The input.

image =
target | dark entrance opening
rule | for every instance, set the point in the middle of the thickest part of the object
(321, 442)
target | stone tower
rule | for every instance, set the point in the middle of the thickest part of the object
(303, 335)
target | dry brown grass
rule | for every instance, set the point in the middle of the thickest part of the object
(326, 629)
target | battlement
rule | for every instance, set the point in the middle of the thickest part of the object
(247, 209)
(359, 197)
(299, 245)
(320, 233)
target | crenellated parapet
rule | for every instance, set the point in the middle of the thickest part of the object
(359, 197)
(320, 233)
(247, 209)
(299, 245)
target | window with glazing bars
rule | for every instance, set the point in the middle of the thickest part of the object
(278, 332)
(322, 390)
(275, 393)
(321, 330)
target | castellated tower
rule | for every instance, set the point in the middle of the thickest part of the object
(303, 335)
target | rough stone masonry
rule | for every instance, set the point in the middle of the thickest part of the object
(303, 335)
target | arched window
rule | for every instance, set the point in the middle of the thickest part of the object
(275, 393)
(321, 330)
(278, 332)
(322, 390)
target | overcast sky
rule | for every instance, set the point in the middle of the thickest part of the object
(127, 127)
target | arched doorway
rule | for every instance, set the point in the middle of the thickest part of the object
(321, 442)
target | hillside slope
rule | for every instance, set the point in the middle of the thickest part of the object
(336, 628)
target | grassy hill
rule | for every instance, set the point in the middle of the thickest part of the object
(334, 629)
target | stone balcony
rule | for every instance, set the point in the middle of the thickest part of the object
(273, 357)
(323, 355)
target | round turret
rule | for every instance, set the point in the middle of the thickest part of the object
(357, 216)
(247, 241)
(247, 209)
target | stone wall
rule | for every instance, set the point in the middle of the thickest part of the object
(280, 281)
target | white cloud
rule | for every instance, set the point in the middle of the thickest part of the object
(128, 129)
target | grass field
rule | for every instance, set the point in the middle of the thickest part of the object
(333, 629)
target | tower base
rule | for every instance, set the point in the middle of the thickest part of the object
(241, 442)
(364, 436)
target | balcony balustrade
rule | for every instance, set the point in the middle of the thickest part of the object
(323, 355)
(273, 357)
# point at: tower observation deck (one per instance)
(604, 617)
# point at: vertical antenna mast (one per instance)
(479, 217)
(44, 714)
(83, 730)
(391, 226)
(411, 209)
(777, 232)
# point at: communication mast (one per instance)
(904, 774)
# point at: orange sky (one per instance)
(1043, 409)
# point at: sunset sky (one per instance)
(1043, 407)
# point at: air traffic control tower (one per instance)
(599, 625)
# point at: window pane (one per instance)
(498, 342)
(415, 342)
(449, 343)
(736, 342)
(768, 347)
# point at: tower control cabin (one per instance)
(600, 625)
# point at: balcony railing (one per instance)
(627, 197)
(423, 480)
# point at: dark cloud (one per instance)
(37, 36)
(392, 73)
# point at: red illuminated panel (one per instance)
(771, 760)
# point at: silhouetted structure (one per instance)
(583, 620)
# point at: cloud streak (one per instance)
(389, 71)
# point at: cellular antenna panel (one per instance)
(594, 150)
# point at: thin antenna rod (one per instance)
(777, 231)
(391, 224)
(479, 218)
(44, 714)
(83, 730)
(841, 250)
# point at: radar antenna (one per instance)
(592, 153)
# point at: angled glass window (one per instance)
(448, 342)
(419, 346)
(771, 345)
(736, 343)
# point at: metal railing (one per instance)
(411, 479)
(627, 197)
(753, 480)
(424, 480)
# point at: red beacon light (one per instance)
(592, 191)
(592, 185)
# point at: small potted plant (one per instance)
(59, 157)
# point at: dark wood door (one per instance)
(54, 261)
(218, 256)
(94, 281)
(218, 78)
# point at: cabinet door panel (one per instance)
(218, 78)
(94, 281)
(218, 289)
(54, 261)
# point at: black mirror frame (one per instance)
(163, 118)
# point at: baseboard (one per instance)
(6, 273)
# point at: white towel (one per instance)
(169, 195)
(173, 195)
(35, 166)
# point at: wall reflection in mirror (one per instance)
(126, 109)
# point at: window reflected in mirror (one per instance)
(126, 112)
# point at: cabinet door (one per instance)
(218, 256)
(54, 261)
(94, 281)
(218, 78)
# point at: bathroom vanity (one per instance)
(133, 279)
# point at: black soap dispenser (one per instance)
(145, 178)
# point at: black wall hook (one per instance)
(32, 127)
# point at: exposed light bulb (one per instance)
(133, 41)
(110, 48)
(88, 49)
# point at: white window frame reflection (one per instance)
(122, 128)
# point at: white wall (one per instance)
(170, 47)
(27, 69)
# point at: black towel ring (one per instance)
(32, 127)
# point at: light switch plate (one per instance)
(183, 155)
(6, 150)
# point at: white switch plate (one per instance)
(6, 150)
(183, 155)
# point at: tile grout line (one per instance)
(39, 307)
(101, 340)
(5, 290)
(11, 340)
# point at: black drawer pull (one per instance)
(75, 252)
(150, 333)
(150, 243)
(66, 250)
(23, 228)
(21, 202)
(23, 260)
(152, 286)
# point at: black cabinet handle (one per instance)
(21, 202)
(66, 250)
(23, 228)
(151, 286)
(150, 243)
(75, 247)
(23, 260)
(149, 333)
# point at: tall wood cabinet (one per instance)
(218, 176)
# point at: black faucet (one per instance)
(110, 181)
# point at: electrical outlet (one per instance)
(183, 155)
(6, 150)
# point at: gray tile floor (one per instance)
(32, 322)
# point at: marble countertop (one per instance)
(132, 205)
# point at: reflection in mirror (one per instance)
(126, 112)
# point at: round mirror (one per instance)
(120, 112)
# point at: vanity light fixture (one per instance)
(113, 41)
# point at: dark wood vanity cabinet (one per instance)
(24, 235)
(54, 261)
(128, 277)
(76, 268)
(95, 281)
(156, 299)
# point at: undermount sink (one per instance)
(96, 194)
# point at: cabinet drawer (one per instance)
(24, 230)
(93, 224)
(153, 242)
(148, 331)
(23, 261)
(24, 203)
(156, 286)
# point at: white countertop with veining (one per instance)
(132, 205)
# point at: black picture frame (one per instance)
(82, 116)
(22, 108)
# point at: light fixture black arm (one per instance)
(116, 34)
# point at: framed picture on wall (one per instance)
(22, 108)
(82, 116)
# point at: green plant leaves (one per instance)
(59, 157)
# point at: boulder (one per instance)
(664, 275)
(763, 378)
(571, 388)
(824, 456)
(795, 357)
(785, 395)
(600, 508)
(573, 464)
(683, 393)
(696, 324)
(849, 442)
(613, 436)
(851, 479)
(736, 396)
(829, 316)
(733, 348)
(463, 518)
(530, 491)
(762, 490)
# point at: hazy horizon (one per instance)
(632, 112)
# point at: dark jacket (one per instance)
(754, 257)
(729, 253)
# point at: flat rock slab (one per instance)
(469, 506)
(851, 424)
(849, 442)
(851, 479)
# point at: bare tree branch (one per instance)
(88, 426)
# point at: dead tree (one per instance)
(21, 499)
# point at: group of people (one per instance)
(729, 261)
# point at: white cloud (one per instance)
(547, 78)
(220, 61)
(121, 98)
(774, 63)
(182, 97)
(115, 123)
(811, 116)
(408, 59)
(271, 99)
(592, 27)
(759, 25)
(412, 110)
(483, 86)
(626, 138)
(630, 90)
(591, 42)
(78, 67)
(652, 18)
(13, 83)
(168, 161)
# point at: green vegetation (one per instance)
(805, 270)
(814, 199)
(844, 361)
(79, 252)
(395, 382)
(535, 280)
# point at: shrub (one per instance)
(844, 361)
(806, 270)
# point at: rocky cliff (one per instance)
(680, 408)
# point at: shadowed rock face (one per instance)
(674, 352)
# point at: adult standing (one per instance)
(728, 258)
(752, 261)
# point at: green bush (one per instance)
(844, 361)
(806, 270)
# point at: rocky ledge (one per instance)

Goal of the exercise. A word-for-word repetition of the listing above is required.

Output of the exercise.
image =
target | dark entrance opening
rule | for every instance, set the point in the middle of the thickest part of the object
(321, 442)
target | stone tower
rule | for every instance, set the point in the middle of the thickest part of the object
(303, 335)
target | dry brown grass
rule | for every instance, set the point in the middle of the thickest part of the object
(326, 629)
target | battlement
rule | for every instance, set the point in the middle of the thickest part of the object
(247, 209)
(359, 197)
(299, 245)
(320, 233)
target | crenellated parapet
rule | for every instance, set the point in the middle of the thickest part of the object
(359, 197)
(320, 233)
(247, 209)
(299, 245)
target | window with glazing bars
rule | for every instance, set the point in the middle of the thickest part of the object
(278, 332)
(322, 390)
(275, 393)
(321, 330)
target | castellated tower
rule | for every instance, set the point in the middle of the thickest part of the object
(303, 335)
target | rough stone masonry
rule | for every instance, set the point in the middle of the thickest part of the object
(303, 335)
target | arched window
rule | for every instance, set the point in the middle of the thickest part of the object
(275, 393)
(321, 330)
(278, 332)
(322, 390)
target | overcast sky
rule | for every instance, set the point in the middle of the thickest part of the object
(127, 127)
target | arched doorway
rule | for every instance, set the point in the middle of the thickest part of the object
(321, 442)
target | hillside slope
rule | for every instance, set the point in the middle of the thickest part of the object
(336, 628)
target | grassy hill
rule | for every instance, set the point in the middle of the thickest part of the object
(334, 629)
target | stone balcony
rule | for every instance, set the point in the middle of the thickest part of the object
(273, 357)
(323, 355)
target | round turret
rule | for every instance, set the point in the middle of the thickest part of the object
(357, 216)
(247, 241)
(247, 209)
target | stone wall
rule | for every instance, set the point in the middle of the thickest part of the object
(280, 281)
target | white cloud
rule | for every instance, set the point in the middle of the thickest part of the object
(128, 129)
target | grass field
rule | for every instance, set the point in the middle of the thickest part of the object
(333, 629)
target | tower base
rule | for every instance, set the point in the middle of the thickest part of the object
(241, 442)
(364, 436)
target | balcony balustrade
rule | for every instance, set the point in the middle of the thickest part of the object
(323, 355)
(273, 357)
# point at: tower observation deck (one per instance)
(604, 617)
# point at: vertical antenna mast (one per instance)
(479, 217)
(44, 714)
(83, 730)
(391, 226)
(411, 209)
(777, 232)
# point at: communication mast (one per instance)
(904, 774)
# point at: orange sky (one per instance)
(1043, 409)
# point at: sunset sky (one per instance)
(1043, 407)
# point at: air traffic control tower (one per instance)
(599, 625)
# point at: window pane (one per instance)
(498, 342)
(415, 342)
(449, 343)
(736, 342)
(768, 347)
# point at: tower control cabin (one per instance)
(600, 625)
# point at: balcony railing (one per instance)
(627, 197)
(423, 480)
# point at: dark cloud (one per instance)
(37, 36)
(392, 73)
# point at: red illuminated panel (one per instance)
(771, 760)
# point at: silhouetted structure (one per instance)
(583, 620)
# point at: cloud streak (one per instance)
(389, 71)
# point at: cellular antenna panel (one per instance)
(594, 150)
# point at: thin antenna rod (one per instance)
(777, 231)
(391, 224)
(479, 218)
(44, 714)
(83, 730)
(841, 250)
# point at: radar antenna (one per instance)
(592, 153)
# point at: angled glass window (one per instance)
(448, 342)
(419, 346)
(771, 345)
(736, 343)
# point at: metal railing (one per instance)
(411, 479)
(627, 197)
(753, 480)
(424, 480)
# point at: red beacon light (one per instance)
(592, 191)
(592, 185)
# point at: small potted plant (one per instance)
(59, 157)
# point at: dark wood door (one per instance)
(54, 261)
(218, 256)
(94, 281)
(218, 78)
# point at: cabinet door panel (one per instance)
(218, 78)
(94, 281)
(218, 289)
(54, 261)
# point at: black mirror frame (one per instance)
(163, 118)
# point at: baseboard (one per instance)
(6, 273)
# point at: white towel (one per instance)
(169, 195)
(173, 195)
(35, 166)
# point at: wall reflection in mirror (one per instance)
(126, 109)
# point at: window reflected in mirror (one per instance)
(126, 112)
# point at: cabinet door (one per instance)
(218, 256)
(54, 261)
(94, 281)
(218, 78)
# point at: bathroom vanity (one per instance)
(133, 279)
# point at: black soap dispenser (one per instance)
(145, 178)
# point at: black wall hook (one per instance)
(32, 127)
# point at: exposed light bulb (one per instance)
(133, 41)
(110, 48)
(88, 49)
# point at: white window frame reflection (one per instance)
(122, 128)
# point at: white wall (one per instance)
(170, 47)
(27, 69)
# point at: black towel ring (one per instance)
(32, 127)
# point at: light switch plate (one per instance)
(183, 155)
(6, 150)
# point at: white switch plate (one per instance)
(6, 150)
(183, 155)
# point at: tile grout line (one per instance)
(39, 307)
(101, 340)
(5, 290)
(11, 340)
# point at: black drawer pull (one per instance)
(75, 252)
(150, 333)
(150, 243)
(66, 250)
(23, 228)
(21, 202)
(23, 260)
(152, 286)
# point at: black cabinet handle (one per instance)
(21, 202)
(66, 250)
(23, 228)
(151, 286)
(150, 243)
(75, 247)
(23, 260)
(149, 333)
# point at: tall wood cabinet (one per instance)
(218, 176)
# point at: black faucet (one per instance)
(110, 181)
# point at: electrical outlet (one per instance)
(183, 155)
(6, 150)
# point at: gray tile floor (one per instance)
(32, 322)
# point at: marble countertop (one per instance)
(132, 205)
# point at: reflection in mirror (one per instance)
(126, 112)
# point at: round mirror (one per instance)
(120, 112)
# point at: vanity light fixture (one per instance)
(113, 41)
# point at: dark wood vanity cabinet (one per instance)
(24, 235)
(54, 261)
(128, 277)
(76, 268)
(95, 281)
(156, 299)
# point at: undermount sink (one per instance)
(96, 194)
# point at: cabinet drawer (one per instance)
(24, 230)
(93, 224)
(153, 242)
(148, 331)
(23, 261)
(24, 203)
(156, 286)
# point at: white countertop with veining (one per instance)
(132, 205)
# point at: black picture frame (one per instance)
(82, 116)
(22, 108)
# point at: light fixture black arm (one per instance)
(116, 34)
# point at: framed picture on wall (one per instance)
(22, 108)
(82, 116)
# point at: green plant leaves (one per instance)
(59, 157)
# point at: boulder (one per instance)
(664, 275)
(763, 378)
(571, 388)
(824, 456)
(795, 357)
(785, 395)
(600, 508)
(573, 464)
(683, 393)
(696, 324)
(849, 442)
(613, 436)
(851, 479)
(736, 396)
(829, 316)
(733, 348)
(463, 518)
(530, 491)
(762, 490)
# point at: hazy horizon (one per instance)
(632, 112)
# point at: dark jacket (one per instance)
(754, 257)
(729, 253)
# point at: flat rock slab (one per instance)
(469, 506)
(851, 424)
(849, 442)
(851, 479)
# point at: bare tree branch (one per instance)
(88, 426)
# point at: dead tree (one per instance)
(21, 499)
# point at: group of people (one per instance)
(729, 261)
# point at: white cloud (one per instance)
(547, 78)
(220, 61)
(121, 98)
(774, 63)
(182, 97)
(115, 123)
(811, 116)
(408, 59)
(271, 99)
(592, 27)
(759, 25)
(412, 110)
(483, 86)
(626, 138)
(630, 90)
(591, 42)
(78, 67)
(652, 18)
(13, 83)
(168, 161)
# point at: green vegetation (one per instance)
(805, 270)
(814, 199)
(844, 361)
(79, 252)
(395, 382)
(535, 280)
# point at: shrub (one per instance)
(844, 361)
(806, 270)
# point at: rocky cliff (one per instance)
(680, 408)
# point at: shadowed rock face (one per instance)
(674, 352)
# point at: adult standing (one per instance)
(728, 258)
(752, 261)
# point at: green bush (one per instance)
(844, 361)
(806, 270)
# point at: rocky ledge (one per instance)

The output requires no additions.